__EXTRACT TO READ__.
>> Begin

Rockies meet the Alps in landscape painting exhibit at Newark Museum

Rockies Alps
Albert Bierstadt, ‘Western Landscape, Mount Whitney,’ 1869. Oil on canvas, 36 x 54 in. Collection of the Newark Museum, Purchase 1961 The Members’ Fund 61.516

 

NEWARK, N.J. – A major exhibition at the Newark Museum will explore Alpine landscape art and culture in the United States and Europe in the 19th century. This unique transnational show will feature stunning mountain scenes painted by of some of America’s most celebrated landscape artists—including Albert Bierstadt, Frederick Church and Thomas Cole—alongside master works by the influential Swiss Alpine painter Alexandre Calame and other leading European painters, such as J.M.W. Turner and John Ruskin.

Opening on March 24, 2018, “The Rockies & the Alps: Bierstadt, Calame, and the Romance with the Mountains” is the inaugural show in the museum’s new special exhibition gallery, a 5,000-square-foot space redesigned as part of the major revitalization effort that included the recent reopening of the museum’s main entrance on Washington Street.

The exhibition is organized by the Newark Museum and is co-curated by Katherine Manthorne, a specialist in modern art of the Americas, and Tricia Laughlin Bloom, curator of American art, Newark Museum.

Bringing together 60 paintings, prints and photographs as well as a diverse selection of books and other material culture from the period, “The Rockies & the Alps” places the Newark Museum’s renowned collection of landscape painting in context with works from public and private collections from around the country. From majestic scenes of the American West to up-close views of the great peaks and luminous glaciers of the Alps, “The Rockies and Alps” takes visitors on a visual journey to some of the most spectacular natural spaces in the world.

Many of the paintings in the exhibition are on loan from distinguished private collections and are rarely exhibited, making this a unique opportunity for encountering American and European landscapes together.

As the exhibition demonstrates, a number of American artists traveled and studied in the Alps in the 19th century. Bierstadt traveled to the Alps for the first time in 1853, prior to developing his grand style of painting the landscapes of the American West. The importance of these European excursions has been long noted, but this exhibition marks the first time an international perspective on American landscape painting has been so broadly and thoroughly investigated.

>> End

__DATASET__.

>> Begin

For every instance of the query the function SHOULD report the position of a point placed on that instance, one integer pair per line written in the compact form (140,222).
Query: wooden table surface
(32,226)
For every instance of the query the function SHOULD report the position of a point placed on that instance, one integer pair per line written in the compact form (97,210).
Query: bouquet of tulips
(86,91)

>> End
>> Begin

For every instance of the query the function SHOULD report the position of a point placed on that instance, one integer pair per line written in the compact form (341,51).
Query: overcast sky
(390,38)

>> End
>> Begin

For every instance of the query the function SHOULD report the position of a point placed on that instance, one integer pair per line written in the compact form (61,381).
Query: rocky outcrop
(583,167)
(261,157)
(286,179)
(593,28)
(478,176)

>> End

__TASK REQUIREMENTS__.
(1) In the article on the Newark Museum's Rockies and Alps exhibition, in what year did Bierstadt first travel to the Alps?
(2) Write the next part of the article on the Newark Museum's Rockies and Alps exhibition, beginning after its final sentence.

__PER-TASK ANSWERS__.
(1) 1853

(2)
“The Rockies and Alps will introduce old and new audiences alike to the great beauty of these extraordinary landscapes,” said Steven Kern, the museum’s director and CEO. “By displaying the works together, the exhibition will explore the dialogue between European and American landscape artists during the 19th century, and put forward a new narrative of transnational artistic and cultural influences.”

With 40 artists represented, the exhibition takes a broad view of the practice of plein air painting in the mountains, spanning from the 18th century—with early figures such as the Swiss painter Caspar Wolf and the English landscape artist Joseph Mallord William Turner—into the early-20th century, with a John Singer Sargent camping scene painted in the Canadian Rockies.

Integrating informal sketches and finished oil paintings with historical photographs, prints, stereoscope cards and travel literature, the show also connects landscape painting on both continents to the then-emerging fields of mountain climbing and tourism, as well as scientific exploration and field studies which were integral to the landscape artist’s experience.

A highlight of the exhibition will be numerous works by Alexandre Calame, the leader of the Swiss alpine school. Calame’s paintings convey the power of nature and the vast Alpine landscape in captivating detail, and may be something of a revelation to American audiences. Just as Bierstadt’s paintings opened the wonders of America’s Western frontier and the North American Rockies to the world, Calame’s vivid depictions of Alpine peaks, lakes and waterfalls revealed the majesty of the Swiss Alps to international audiences.

The Newark Museum is co-publishing, with Giles Ltd., a fully illustrated catalog in conjunction with this exhibition that features four original essays that further advance the argument that European painters influenced American landscape painting.